:: TASK DESCRIPTION ::
Report each line of the material below that contains the string "upholstered", and copy every such line in full. Case counts when matching.

Object location annotation data:
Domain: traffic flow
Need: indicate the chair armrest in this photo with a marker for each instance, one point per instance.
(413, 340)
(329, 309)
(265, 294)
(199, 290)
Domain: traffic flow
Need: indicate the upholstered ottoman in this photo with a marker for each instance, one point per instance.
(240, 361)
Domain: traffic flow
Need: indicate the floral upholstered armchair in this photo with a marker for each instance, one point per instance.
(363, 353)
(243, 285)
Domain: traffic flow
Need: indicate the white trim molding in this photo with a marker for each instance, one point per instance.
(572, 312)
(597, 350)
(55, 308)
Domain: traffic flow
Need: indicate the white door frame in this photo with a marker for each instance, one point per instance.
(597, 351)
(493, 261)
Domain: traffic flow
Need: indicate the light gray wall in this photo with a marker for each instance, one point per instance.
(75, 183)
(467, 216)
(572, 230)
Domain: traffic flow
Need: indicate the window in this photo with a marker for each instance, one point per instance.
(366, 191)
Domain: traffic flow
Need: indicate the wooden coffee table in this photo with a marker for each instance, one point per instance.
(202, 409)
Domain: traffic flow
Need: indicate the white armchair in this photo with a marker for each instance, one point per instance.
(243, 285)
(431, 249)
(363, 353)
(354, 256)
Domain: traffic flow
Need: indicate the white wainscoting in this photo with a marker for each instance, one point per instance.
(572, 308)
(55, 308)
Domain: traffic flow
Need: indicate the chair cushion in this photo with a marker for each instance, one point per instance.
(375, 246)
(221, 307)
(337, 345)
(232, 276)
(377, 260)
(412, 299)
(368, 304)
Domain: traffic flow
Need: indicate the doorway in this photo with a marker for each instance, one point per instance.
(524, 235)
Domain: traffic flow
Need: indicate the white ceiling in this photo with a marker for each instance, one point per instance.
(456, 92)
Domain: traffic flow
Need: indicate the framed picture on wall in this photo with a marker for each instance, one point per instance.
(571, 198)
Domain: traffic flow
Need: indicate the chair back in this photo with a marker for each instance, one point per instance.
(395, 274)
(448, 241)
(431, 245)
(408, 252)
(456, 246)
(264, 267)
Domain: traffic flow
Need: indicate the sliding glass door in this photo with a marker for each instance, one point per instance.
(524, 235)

...

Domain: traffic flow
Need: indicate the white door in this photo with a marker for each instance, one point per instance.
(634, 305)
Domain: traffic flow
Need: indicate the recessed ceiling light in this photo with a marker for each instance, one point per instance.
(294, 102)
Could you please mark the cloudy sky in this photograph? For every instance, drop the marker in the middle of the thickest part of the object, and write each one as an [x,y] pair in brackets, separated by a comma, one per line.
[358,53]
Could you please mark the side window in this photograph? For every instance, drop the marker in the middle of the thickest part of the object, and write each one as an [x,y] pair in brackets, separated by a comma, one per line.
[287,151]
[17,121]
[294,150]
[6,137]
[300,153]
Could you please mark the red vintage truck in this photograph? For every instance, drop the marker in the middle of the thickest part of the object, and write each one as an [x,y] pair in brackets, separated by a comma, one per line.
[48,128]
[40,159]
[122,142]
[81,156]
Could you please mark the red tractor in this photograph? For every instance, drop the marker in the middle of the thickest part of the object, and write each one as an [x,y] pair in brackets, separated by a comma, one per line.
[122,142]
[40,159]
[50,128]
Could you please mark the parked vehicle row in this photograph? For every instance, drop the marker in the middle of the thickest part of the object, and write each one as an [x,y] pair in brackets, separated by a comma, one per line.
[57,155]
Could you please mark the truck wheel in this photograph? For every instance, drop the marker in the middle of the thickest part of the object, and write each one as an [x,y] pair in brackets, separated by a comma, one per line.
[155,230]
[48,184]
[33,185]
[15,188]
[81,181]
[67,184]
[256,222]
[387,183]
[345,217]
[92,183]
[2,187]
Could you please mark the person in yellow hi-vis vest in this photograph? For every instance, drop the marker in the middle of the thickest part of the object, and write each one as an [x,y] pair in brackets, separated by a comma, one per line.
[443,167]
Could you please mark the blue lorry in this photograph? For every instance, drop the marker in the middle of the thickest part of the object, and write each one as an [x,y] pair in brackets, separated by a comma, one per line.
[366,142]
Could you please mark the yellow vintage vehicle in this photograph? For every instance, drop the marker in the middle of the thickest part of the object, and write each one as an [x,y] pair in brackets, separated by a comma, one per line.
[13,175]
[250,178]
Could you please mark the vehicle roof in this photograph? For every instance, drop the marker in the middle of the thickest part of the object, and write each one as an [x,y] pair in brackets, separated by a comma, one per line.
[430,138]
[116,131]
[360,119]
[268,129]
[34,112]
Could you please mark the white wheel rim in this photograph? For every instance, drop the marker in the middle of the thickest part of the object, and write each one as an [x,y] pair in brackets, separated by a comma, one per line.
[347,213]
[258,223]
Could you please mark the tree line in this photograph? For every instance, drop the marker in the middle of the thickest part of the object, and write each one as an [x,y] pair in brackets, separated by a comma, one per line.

:: EXPECTED ANSWER ::
Need: indicate the upholstered ottoman in this photo with a marker for each instance, one point per instance.
Need: indicate the floral upholstered armchair in this photo with a marker for each instance, one point per instance.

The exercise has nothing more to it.